GIVEN TEXT
···
Cloud adoption gains traction in states
Connecting state and local government leaders
Almost 90% of state CIOs said cloud use is picking up steam, according to the initial results of a survey by NASCIO and Accenture released this week.
Most state chief information officers have accelerated their cloud adoption in all or some areas, according to the preliminary results of a survey released this week.
Eighty-eight percent of CIOs said they have increased their cloud adoption, with the top application areas including health services, human services, employment services and workforce, according to early results of a survey by the National Association of State Chief Information Officers and Accenture, released at NASCIO’s Mid-Year Meeting this week in National Harbor, Maryland.
While security remains the top consideration for CIOs considering cloud solutions, 88% also said a lack of training and employee skills gaps prevent them from adopting more services. Every state has completed or is developing a cloud strategy or roadmap, according to the survey, while nearly half of respondents agreed that the cloud offers their state relevant business capabilities.
The full results of the survey, the second iteration of a biennial cloud adoption survey conducted by NASCIO and Accenture, are set to be released in October. Patrick Moore, principal director at Accenture, said during a panel discussion unveiling the findings that while the COVID-19 pandemic spurred that drive to the cloud, governments must stay aware that migrating to the cloud is “not the end.”
“It’s not a technology in and of itself,” Moore said. “It’s a way that government can deliver services better.”
For states moving to the cloud, change management is crucial, something that Arizona CIO J.R. Sloan said. Many IT departments are “not so good at” supporting change for their own staff members, even as they see other agencies and employees change “every single day.”
Reskilling employees for changing job roles is critical, he said. While some who are used to stacking, racking and plugging in legacy technologies embrace the change, Sloan said others may be “laggards” who need to be shown why migration is important. New job descriptions are necessary too, he said.
“You don't want to take your current system administrator and say, ‘You're just a system administrator over here in cloud now,’” Sloan said. “The skills are different. Also, you need to communicate: ‘This is a different job, and by the way, the market values it differently.’”
One other aspect of the report’s findings is that many states are still relying on on-prem technology for some business functions. Sloan noted that the Arizona Lottery Commission is one of several agencies that use on-prem infrastructure, but the state is continuing to consolidate its data centers to the point that now 78% of the state’s workload is in the cloud. The remaining on-prem workloads must be justified regularly, he said, to ensure they are not overspending budget or resources in light of how technology has evolved.
···
TASKS TO PERFORM
#1 Translate this sentence from the article on state cloud adoption into Spanish: "Reskilling employees for changing job roles is critical, he said."
#2 Using the article on state cloud adoption, answer these questions:
(a) What percentage of CIOs said they have increased their cloud adoption?
(b) In what month are the full survey results set to be released?
(c) What percentage of Arizona's workload is now in the cloud?
#3 Write the next part of the article on state cloud adoption, starting after its final paragraph.

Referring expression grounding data
···
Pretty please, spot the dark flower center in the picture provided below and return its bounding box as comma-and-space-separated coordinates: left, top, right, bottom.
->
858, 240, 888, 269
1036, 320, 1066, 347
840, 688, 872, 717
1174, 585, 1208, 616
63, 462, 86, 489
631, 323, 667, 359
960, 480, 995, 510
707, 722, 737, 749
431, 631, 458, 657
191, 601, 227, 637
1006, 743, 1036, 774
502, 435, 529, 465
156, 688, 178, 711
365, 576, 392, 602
···
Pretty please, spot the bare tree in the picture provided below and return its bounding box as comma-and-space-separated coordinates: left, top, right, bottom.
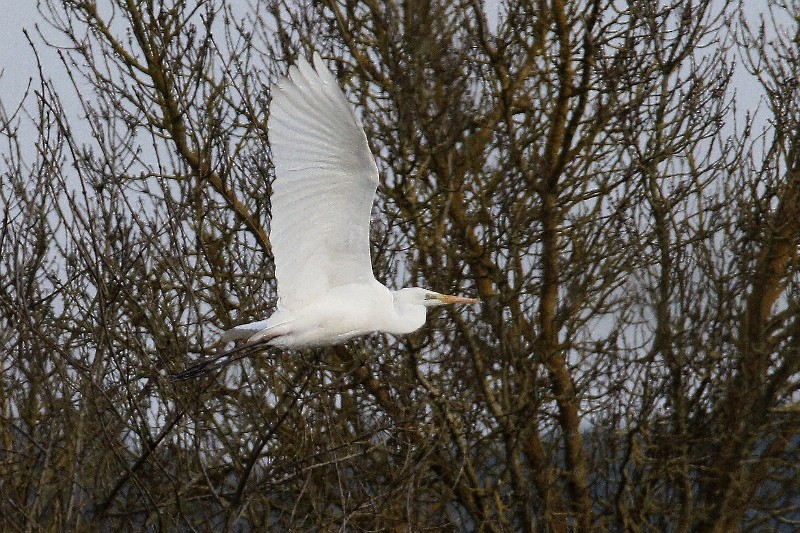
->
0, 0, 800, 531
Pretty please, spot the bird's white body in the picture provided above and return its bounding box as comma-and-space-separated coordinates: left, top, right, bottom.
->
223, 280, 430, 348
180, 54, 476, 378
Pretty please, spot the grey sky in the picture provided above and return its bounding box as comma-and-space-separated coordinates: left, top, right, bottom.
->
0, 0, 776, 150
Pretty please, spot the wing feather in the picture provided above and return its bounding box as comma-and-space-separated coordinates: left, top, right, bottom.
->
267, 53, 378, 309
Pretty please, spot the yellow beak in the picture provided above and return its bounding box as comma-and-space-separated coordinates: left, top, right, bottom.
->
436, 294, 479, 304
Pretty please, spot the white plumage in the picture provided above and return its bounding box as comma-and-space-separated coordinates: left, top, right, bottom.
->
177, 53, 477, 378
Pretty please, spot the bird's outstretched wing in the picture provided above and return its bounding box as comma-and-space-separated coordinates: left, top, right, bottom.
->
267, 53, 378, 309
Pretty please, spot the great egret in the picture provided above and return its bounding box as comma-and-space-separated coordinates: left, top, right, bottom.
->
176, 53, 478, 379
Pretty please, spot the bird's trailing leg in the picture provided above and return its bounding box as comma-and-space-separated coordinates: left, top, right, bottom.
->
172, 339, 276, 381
···
ANSWERS PROVIDED
#1 Recapacitar a los empleados para funciones laborales cambiantes es fundamental, dijo.

#2
(a) 88%
(b) October
(c) 78%

#3
Some observers said states must figure out how to migrate some of their harder-to-move legacy systems to the cloud, especially as most moves to the cloud have so far involved newer or smaller applications. And there may always be a role for on-prem infrastructure in some form, especially for systems that were built before the cloud even existed.
“If you were to start a state today and say, ‘Okay, I need systems for all of these key things,’ you would put them on the cloud,” Clint Dean, vice president of state and local government at IT services company Ensono, said in an interview after the panel. As far as migrating legacy systems goes, “it's not easy, and a lot of them have hooks in 100 other places. Whether it's federal agencies or local agencies, these systems have been built over 40 or 50 years. It takes a lot of time to unwind that spool.”
In addition to the preliminary survey results, Sloan and Moore called on states to consider using a cloud assessment tool, which measures criteria like where data is housed, physical hardware, applications, security maturity and executive buy-in to determine how far along the journey to the cloud agencies are. Cloud assessment tools are available from StateRAMP, the State Risk and Authorization Management Program for cloud security, Accenture and other major cloud services firms.
Measuring executive buy-in may be a complex metric to track, but Sloan said a state’s budget priorities are a key indicator. If state leaders include cloud technology or migration in a budget request, that shows they are serious. “If that’s not executive buy-in, I don’t know what is,” he said.